*Work to be completed*:
Identify each line in the items below that contains the string "photograph", and copy every such line in full.

*Data for this exercise*:
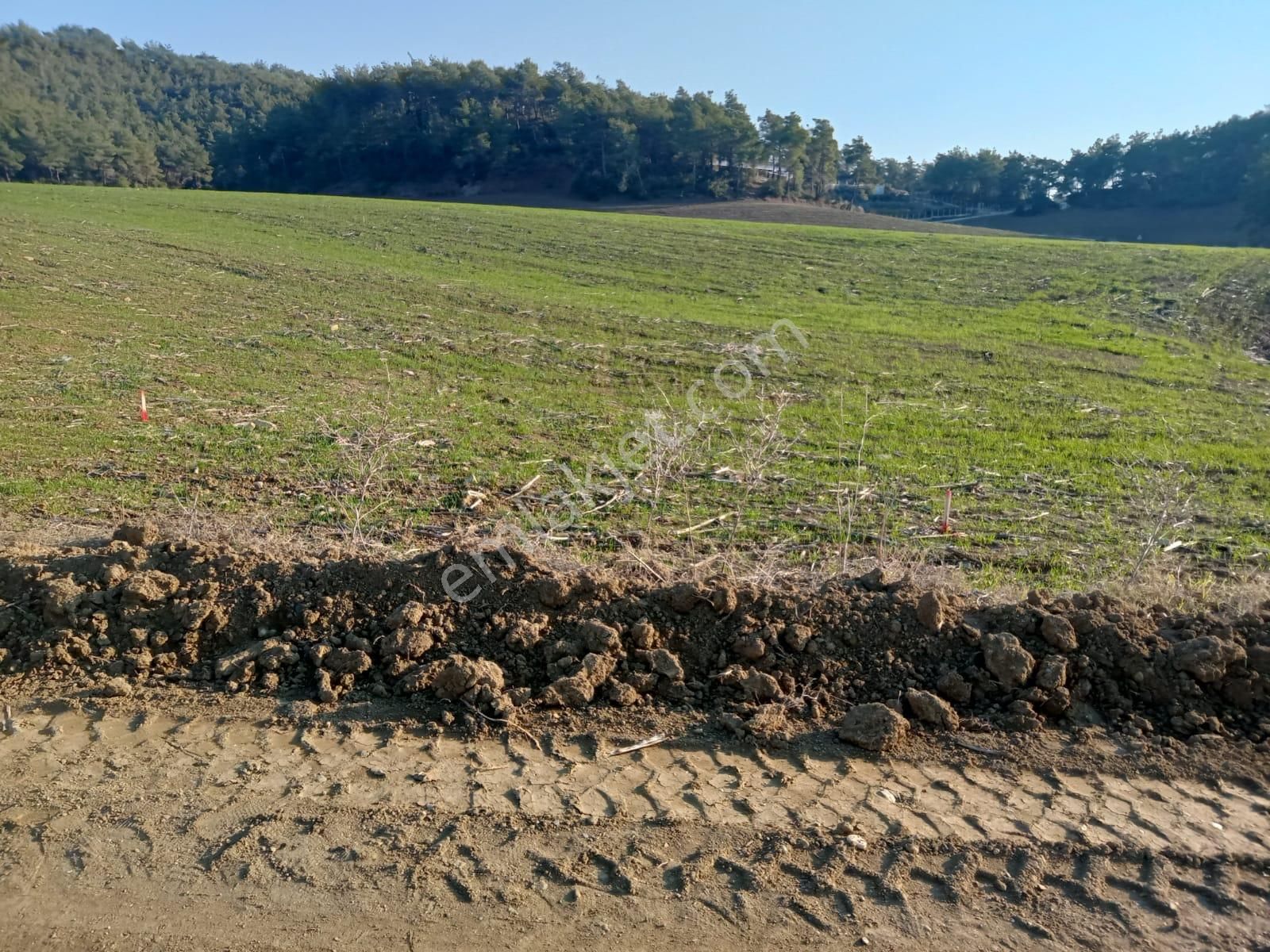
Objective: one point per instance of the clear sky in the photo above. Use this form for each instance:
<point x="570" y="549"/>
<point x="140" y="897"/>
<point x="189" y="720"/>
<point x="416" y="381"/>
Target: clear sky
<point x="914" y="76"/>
==
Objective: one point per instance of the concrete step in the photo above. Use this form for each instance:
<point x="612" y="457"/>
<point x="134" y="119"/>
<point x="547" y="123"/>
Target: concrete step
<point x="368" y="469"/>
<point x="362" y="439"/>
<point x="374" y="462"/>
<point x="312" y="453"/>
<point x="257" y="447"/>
==
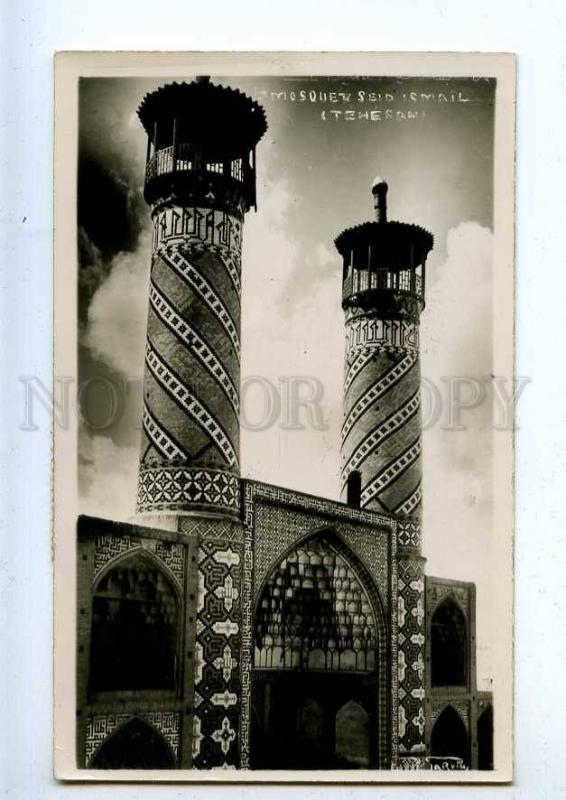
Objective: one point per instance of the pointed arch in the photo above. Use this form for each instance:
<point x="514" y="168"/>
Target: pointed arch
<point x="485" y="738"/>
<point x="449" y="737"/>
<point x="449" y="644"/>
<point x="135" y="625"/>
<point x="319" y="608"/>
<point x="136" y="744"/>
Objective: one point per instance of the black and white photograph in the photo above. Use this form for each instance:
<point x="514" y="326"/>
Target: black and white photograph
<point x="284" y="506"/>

*Exercise output*:
Objective: one point per instance of the black and white photograph in the photo above. Use this form for each instance:
Target: black and white photograph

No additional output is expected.